GOAL OF THE EXERCISE: Copy out all of the records below, substituting "whole-number keys" for every occurrence of "integer keys" and leaving everything else unchanged.

THE RECORDS:
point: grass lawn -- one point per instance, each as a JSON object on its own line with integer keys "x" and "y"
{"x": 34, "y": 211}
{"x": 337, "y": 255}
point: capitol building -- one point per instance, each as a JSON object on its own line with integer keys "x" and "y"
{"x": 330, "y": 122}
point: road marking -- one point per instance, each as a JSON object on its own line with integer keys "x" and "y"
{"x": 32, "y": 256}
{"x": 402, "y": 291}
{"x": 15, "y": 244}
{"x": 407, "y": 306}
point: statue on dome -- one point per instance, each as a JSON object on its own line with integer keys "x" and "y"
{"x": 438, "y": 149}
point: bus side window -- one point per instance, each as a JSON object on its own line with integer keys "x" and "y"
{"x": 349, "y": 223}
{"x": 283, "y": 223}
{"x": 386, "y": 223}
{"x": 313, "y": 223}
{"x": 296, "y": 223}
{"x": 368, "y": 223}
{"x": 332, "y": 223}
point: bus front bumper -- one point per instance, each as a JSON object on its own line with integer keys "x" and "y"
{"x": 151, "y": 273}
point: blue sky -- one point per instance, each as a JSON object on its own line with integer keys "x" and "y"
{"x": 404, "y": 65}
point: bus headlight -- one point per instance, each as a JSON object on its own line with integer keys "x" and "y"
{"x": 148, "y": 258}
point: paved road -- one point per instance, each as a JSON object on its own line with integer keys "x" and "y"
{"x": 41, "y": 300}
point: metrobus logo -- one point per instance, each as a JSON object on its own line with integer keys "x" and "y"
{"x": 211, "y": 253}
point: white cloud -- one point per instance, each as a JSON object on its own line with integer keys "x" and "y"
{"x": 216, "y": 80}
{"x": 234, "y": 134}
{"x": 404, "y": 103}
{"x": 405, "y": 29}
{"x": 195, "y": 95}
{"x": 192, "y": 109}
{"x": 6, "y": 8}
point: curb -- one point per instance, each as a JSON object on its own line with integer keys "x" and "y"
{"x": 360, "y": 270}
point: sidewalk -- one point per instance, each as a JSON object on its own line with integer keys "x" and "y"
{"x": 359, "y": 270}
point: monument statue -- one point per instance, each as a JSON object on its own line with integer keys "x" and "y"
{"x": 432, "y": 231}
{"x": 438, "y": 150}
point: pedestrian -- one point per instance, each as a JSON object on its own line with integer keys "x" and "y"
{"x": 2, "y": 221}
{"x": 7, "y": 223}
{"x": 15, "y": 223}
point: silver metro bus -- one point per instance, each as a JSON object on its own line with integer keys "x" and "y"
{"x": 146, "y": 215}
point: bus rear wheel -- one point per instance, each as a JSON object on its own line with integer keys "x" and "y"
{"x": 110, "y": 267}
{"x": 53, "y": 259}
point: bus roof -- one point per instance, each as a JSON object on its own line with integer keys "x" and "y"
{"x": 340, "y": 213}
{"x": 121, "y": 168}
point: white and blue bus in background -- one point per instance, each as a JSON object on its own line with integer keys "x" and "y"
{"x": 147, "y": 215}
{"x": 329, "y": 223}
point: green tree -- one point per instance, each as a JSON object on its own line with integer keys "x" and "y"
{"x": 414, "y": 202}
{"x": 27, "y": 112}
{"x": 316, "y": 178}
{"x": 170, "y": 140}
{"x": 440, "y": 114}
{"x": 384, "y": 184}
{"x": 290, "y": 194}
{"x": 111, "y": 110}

TASK ANSWER:
point: grass lawn -- one point per instance, each as a JSON object on its own line with whole-number keys "x" and "y"
{"x": 34, "y": 211}
{"x": 337, "y": 255}
point: capitol building -- one point per instance, each as a JSON object on its own line with whole-number keys "x" and "y"
{"x": 330, "y": 122}
point: road marking -- one point per instance, each as a JSON object on its own line with whole-number keys "x" and "y"
{"x": 32, "y": 256}
{"x": 402, "y": 291}
{"x": 15, "y": 244}
{"x": 407, "y": 306}
point: statue on dome -- one point per instance, each as a JSON object on its own line with whole-number keys "x" and "y"
{"x": 438, "y": 149}
point: bus side window -- one point per instance, each as a JSON object on its own line with whole-number keys "x" and "y"
{"x": 349, "y": 223}
{"x": 283, "y": 223}
{"x": 386, "y": 223}
{"x": 313, "y": 223}
{"x": 296, "y": 223}
{"x": 368, "y": 223}
{"x": 332, "y": 223}
point: bus front bumper -- one point per instance, each as a JSON object on its own line with whole-number keys "x" and "y"
{"x": 151, "y": 273}
point: blue sky -- one point per instance, each as a JSON object on its own line with whole-number keys "x" and "y"
{"x": 404, "y": 65}
point: bus headlight -- one point per instance, each as a JSON object on its own line with whole-number keys "x" and "y"
{"x": 148, "y": 258}
point: paved road -- one point per instance, each as a JSON object on its own line with whole-number keys "x" and "y"
{"x": 41, "y": 300}
point: metrobus logo -- one point per instance, each as a JSON object on its own line with whole-number keys "x" and "y"
{"x": 211, "y": 253}
point: white cloud -- one point per instance, each as a JSON object on its own line with whole-number keys "x" and "y"
{"x": 216, "y": 80}
{"x": 234, "y": 134}
{"x": 404, "y": 103}
{"x": 405, "y": 29}
{"x": 195, "y": 95}
{"x": 192, "y": 109}
{"x": 6, "y": 8}
point: curb -- one point per instance, each as a JSON object on its own line with whole-number keys "x" and "y"
{"x": 360, "y": 270}
point: sidewalk -- one point per instance, each as a JSON object on its own line with whole-number keys "x" and "y"
{"x": 359, "y": 270}
point: monument statue -- one point per instance, each as a JSON object on its own line with whole-number keys "x" and "y"
{"x": 432, "y": 231}
{"x": 438, "y": 150}
point: pedestrian -- one point per instance, each as a JSON object on its own line with whole-number keys "x" and "y"
{"x": 2, "y": 221}
{"x": 7, "y": 223}
{"x": 15, "y": 223}
point: silver metro bus -- one point per instance, each as a JSON object on its own line with whole-number keys "x" and "y"
{"x": 146, "y": 215}
point: bus rear wheel -- one point per instance, each as a JSON object on its own line with whole-number keys "x" and "y"
{"x": 110, "y": 267}
{"x": 53, "y": 259}
point: bus roof -- one point per instance, each as a JSON object on its own line with whole-number keys "x" and "y"
{"x": 340, "y": 213}
{"x": 121, "y": 168}
point: white and blue bus in background -- one point per instance, each as a JSON object on its own line with whole-number keys "x" and "y"
{"x": 147, "y": 215}
{"x": 329, "y": 223}
point: green tree -- one point per instance, each as a JSON object on its own line with whole-number keys "x" and "y"
{"x": 414, "y": 202}
{"x": 27, "y": 112}
{"x": 316, "y": 178}
{"x": 170, "y": 140}
{"x": 440, "y": 114}
{"x": 384, "y": 184}
{"x": 290, "y": 194}
{"x": 111, "y": 110}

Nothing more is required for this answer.